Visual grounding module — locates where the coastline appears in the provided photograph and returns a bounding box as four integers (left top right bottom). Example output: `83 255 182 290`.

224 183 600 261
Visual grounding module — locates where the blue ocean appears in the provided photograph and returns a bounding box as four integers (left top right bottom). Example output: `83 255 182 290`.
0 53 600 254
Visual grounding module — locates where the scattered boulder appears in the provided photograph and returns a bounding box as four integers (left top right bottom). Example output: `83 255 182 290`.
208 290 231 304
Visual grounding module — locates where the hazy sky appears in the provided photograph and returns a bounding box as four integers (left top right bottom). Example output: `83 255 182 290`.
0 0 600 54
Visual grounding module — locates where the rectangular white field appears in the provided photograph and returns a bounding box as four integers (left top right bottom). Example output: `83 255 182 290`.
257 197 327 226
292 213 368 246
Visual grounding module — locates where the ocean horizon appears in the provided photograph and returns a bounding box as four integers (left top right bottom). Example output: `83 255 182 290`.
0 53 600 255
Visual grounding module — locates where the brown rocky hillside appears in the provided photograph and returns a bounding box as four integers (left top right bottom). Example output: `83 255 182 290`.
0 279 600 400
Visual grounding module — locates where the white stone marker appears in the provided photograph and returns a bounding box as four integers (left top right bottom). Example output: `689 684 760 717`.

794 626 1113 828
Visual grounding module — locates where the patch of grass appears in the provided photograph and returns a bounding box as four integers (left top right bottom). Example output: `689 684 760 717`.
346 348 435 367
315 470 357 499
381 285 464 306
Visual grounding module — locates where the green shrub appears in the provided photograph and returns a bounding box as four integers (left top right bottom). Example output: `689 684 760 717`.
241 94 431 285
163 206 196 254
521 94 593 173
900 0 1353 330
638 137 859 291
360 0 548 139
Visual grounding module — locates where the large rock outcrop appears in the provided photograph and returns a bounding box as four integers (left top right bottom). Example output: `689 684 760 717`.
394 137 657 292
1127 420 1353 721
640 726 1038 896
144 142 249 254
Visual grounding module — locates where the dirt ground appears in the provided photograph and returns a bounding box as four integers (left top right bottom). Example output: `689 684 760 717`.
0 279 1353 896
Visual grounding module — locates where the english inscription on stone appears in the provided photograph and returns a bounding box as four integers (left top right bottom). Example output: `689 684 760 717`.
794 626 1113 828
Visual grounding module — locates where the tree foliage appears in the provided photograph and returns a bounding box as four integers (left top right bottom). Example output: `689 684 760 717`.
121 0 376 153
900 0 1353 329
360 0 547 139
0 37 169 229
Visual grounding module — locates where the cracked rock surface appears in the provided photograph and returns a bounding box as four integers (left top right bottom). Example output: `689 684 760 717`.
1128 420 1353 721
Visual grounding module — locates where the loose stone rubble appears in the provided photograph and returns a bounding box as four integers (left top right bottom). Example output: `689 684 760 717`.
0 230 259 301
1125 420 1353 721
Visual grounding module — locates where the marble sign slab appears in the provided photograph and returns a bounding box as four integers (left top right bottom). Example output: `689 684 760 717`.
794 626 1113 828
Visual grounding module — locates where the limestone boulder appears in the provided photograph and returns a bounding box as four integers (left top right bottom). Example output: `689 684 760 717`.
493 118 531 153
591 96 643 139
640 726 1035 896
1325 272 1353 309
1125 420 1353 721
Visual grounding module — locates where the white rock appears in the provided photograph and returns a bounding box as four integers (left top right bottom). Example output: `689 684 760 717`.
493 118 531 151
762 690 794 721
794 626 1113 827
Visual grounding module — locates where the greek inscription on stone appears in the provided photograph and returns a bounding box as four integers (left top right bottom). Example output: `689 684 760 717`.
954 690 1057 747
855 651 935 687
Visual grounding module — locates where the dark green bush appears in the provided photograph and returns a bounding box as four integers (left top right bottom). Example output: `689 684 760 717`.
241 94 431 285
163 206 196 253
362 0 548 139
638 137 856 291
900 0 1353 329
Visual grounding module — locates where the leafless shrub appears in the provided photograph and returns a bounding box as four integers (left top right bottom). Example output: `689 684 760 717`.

:::

## WRITTEN TASK
Reproduce all the records above, substituting "Localization routine" for each occurrence of "Visual grounding module" and leaving every other character unchanged.

## RESULT
Localization routine — locates where the coastline appears in the provided photograph and returns a bounding box as four integers (left top right bottom). Example output: `83 255 182 290`.

224 183 600 261
Localization routine — locates where the blue ocean appears in the provided photograph and returns a bounding box as four integers (left top right bottom). Example output: `83 255 182 290`.
0 53 600 254
Localization routine — locates where the scattered boulder appears in the provided photograph and returns a bounding box as four integers (left top right bottom). Example output: `83 255 182 290`.
208 290 231 304
Localization routine — locates where the hazy sky appears in the provided photograph and returns a bounding box as four integers (left top right bottom). Example output: `83 255 182 290`.
0 0 600 54
Localization routine — locates where the rectangular white field appears in the provided photograph and returns a bounding box as four integers (left top right bottom). Example output: `83 255 182 290`.
257 197 327 226
292 213 368 246
Localization routine — locates where the ocean horizon appears in the provided photograph and returns a bounding box as four integers (left top right bottom). Example output: `83 255 182 290`.
0 53 600 255
Localization routine — locates where the brown rocky hillside appears in the provided photograph and returns a bounding box as four integers (left top right bottom). Example output: `83 255 182 290`.
0 279 600 400
Localization routine — locates where the white stone marker appears in the provided photograph and returns a bounding box as four integers (left top right bottom). Example output: `689 684 760 717`.

794 626 1113 828
Localization routine — locates where the patch of grass appears in the provided photograph and returns a bounding box as four integers (left top right bottom). Example output: `689 684 760 717`.
346 348 435 367
315 470 357 499
381 285 464 306
Localization routine — locates where the green shrub appears in the provided photograph and returns a bounding box as four integers (left top right bottom). Example output: `689 684 760 717`.
241 94 431 285
163 206 196 254
521 94 593 173
900 0 1353 330
638 137 859 291
360 0 548 139
Localization routine — locates where the large rock outcrop appears in the provided photograph and returns a bounding box as four integers (left top right bottom). Example output: `689 684 760 717`.
394 137 657 292
1127 420 1353 721
640 726 1038 896
144 142 249 254
Localization routine — locates where the dirt ground appears in the provided photograph and returns a bounding box as four integers (left top right bottom). Example output: `689 684 760 717`.
0 279 1353 896
Localization routine — locates where the english inscription on stone appears in the provided photograph and returns a bounding box as four integers (left top right bottom). Example output: `689 684 760 717`.
794 626 1113 828
Localization routine — locates where the tree foliage appears in the provided photograph and returns a bounding box as four integers (left top right bottom). Example output: `689 684 760 717`.
121 0 376 153
900 0 1353 329
360 0 547 139
0 37 169 229
Localization routine — locates where the cracked rock surface appears in the provided photograph and returns a bounding box as four integers (left top right bottom). Example output: `689 684 760 717`.
1128 420 1353 721
Localization routine — locates where the loose stone rubble appears in the provided photograph and returns a bounding box as four integers (left top right bottom). Example output: `689 684 760 717`.
0 230 259 301
1125 420 1353 721
Localization routine — locates where the marble sign slab appears in the provided photograph and returns a bounding box as four integers (left top right bottom). Example output: `689 684 760 717`.
794 626 1113 828
Localization routine — locates where the limestone boulder appears in the provided photograph and returns a bounding box as four integers (left top right bottom). Example output: `689 684 760 717`.
493 118 531 153
591 96 643 139
640 726 1035 896
1325 272 1353 309
1125 420 1353 721
Localization routine — locates where the white rock appears in the provided photograph and returns a bounding box as four integers (left top right bottom). Example output: `689 684 760 717`.
493 118 531 151
762 690 794 721
794 626 1113 827
Localization routine — locates where the greek inscription on stone appears in the provided photograph and returns a bounding box as four integers (left top right bottom). Example output: `689 684 760 717`.
954 690 1057 747
855 651 935 687
Localization routine — locates where the dark green bush appears in the provided photograph and returns a bounding box as four integers (left top right bottom). Example output: `689 684 760 717`.
241 94 431 285
163 206 196 253
362 0 548 139
638 137 856 291
900 0 1353 329
Localization routine — locates where the leafless shrub appears in the provided photograph and returns a bounding box as four integers (left top right bottom). Example output: `689 684 760 717`.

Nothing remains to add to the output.